### EXERCISE MATERIALS

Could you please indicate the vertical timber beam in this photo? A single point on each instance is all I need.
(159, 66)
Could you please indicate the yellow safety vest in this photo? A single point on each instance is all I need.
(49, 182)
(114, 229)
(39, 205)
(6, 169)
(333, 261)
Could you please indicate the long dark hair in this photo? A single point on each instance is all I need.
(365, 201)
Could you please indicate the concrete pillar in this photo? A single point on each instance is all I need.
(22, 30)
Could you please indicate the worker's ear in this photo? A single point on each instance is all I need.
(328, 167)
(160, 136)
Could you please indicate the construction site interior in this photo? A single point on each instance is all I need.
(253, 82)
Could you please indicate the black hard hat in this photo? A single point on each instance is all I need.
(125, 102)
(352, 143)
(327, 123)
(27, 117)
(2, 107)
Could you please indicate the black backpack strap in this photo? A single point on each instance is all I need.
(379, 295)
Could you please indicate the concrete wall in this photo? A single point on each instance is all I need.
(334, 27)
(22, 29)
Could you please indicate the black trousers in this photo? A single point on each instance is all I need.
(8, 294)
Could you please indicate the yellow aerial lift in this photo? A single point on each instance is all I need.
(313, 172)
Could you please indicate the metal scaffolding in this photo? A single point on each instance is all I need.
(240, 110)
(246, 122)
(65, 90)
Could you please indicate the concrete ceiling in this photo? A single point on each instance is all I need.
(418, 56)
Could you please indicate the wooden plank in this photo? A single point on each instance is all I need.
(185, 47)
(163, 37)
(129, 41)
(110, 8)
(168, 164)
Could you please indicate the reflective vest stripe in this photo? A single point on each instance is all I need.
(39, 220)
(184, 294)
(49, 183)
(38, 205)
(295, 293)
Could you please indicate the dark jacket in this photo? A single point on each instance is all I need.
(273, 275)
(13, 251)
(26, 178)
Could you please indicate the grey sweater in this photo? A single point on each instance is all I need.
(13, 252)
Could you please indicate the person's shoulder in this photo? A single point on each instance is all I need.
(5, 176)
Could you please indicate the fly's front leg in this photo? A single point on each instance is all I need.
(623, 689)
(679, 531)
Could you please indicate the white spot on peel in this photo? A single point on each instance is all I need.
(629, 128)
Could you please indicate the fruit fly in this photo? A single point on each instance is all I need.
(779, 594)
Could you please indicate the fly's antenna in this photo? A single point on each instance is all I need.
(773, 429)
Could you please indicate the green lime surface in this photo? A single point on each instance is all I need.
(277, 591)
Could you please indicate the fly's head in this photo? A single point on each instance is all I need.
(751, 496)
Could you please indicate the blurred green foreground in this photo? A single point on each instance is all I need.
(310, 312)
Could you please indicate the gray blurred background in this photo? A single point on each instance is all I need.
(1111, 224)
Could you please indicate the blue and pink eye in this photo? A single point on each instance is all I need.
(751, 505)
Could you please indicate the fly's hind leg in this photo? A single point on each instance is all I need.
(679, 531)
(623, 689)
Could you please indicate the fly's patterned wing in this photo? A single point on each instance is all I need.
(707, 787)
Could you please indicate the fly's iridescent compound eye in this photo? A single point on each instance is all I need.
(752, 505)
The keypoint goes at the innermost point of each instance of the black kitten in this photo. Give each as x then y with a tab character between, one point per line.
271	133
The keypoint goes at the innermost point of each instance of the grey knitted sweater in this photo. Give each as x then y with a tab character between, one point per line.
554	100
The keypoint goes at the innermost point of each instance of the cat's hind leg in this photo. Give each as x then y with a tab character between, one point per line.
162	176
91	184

######

AIM
Switch every "instance" in the records above to "occurrence" and leave the rest of the lines unchanged.

THE ANSWER
Could you please indicate the vertical timber beam in this photo? A single point on each occurrence is all I need.
(159, 66)
Could you please indicate the yellow safety vest in this photo? A single point on each occurrence is all I need.
(49, 182)
(114, 229)
(39, 205)
(6, 169)
(333, 261)
Could you please indicate the long dark hair in this photo? A single point on each occurrence is all I need.
(365, 201)
Could you please indicate the concrete pillar in this photo? A single point on each occurrence is all I need.
(22, 30)
Could you please indicate the worker's ear in this photo? A single point on each occurrence is all I need.
(328, 167)
(160, 136)
Could you please indicate the construction site interior in this photo? A single point on each occurrence is all I need.
(253, 82)
Could you please indicate the black hard hat in this photo? A single point on each occurrence is all I need.
(125, 102)
(352, 143)
(327, 123)
(27, 117)
(2, 107)
Could you please indicate the black backpack strap in this photo? A single point on each occurrence is all I need.
(379, 295)
Could you please indicate the concrete wall in this photo? A single point on each occurrence is all I need.
(334, 27)
(22, 29)
Could you please indicate the black trousers in this photo? A single point on each occurrence is all I need.
(8, 294)
Could you please indicate the yellow aerial lift in this photo? A single point on each occurrence is all I need.
(313, 172)
Could you please indicate the metal scaffolding in this photo? A single point on each occurrence is all I need.
(240, 110)
(246, 122)
(65, 90)
Could you please indicate the concrete ceiling in this photo? A single point on each occurrence is all I need.
(418, 56)
Could you please indicate the wooden plank in this photo? A single point on each occurrence is all I need.
(185, 47)
(163, 37)
(129, 41)
(110, 8)
(168, 164)
Could you please indicate the reflective vest stripe in this photo? A single point on each occurrence is all I need.
(39, 220)
(184, 294)
(49, 183)
(38, 205)
(295, 293)
Could you please indicate the dark jacket in this photo? A single point on each occurrence is all I need.
(273, 275)
(13, 251)
(26, 178)
Could you please indicate the grey sweater in this photo? A single point on each occurrence is all I need.
(13, 252)
Could you please indicate the person's shoulder in this photo? A single point on each occurrence is all I need.
(5, 176)
Could you please indicate the fly's front leg in this photo? A single point on each occurrence is all I need.
(623, 689)
(679, 531)
Could you please indicate the white spot on peel in this photo? A single point on each occurrence is all I need.
(629, 128)
Could you please indicate the fruit fly in this photo? A single point on each occurrence is all I need.
(779, 594)
Could you please indicate the fly's antenna in this photo? A single point on each occurrence is all I need.
(773, 429)
Could you please indicate the green lime surface in this photo? A single point on each occurrence is all I need.
(277, 591)
Could you please indicate the fly's head in this photo? A single point on each occurrence is all I need.
(751, 496)
Could you please indicate the blurred green foreground in this photo? A single point on each occurrence is all I need.
(310, 312)
Could you please indicate the gray blurred background in this photo? A single point on each occurrence is all I need.
(1111, 224)
Could you please indicate the blue and pink eye in this photo? A single point on each occurrence is all I need.
(751, 505)
Could you please indicate the fly's hind leg in this photo? A single point on each occurrence is all I need.
(679, 531)
(623, 689)
Could you please indicate the fly's patterned wing in this photo? A single point on each occurrence is all I need.
(707, 787)
Could you please indicate the fly's iridescent compound eye in this photo? A single point on each occurrence is all I need.
(752, 505)
The keypoint goes at the innermost point of each occurrence of the black kitten in this photo. Give each as x then y with a tab character between, one point per line.
271	133
The keypoint goes at the innermost point of each occurrence of the grey knitted sweater in this photo. Give each as x then y with a tab character between, one point per line.
554	100
The keypoint goes at the innermost point of each occurrence of the cat's hind leg in this photo. Give each as x then y with a tab character between, one point per line.
162	176
91	184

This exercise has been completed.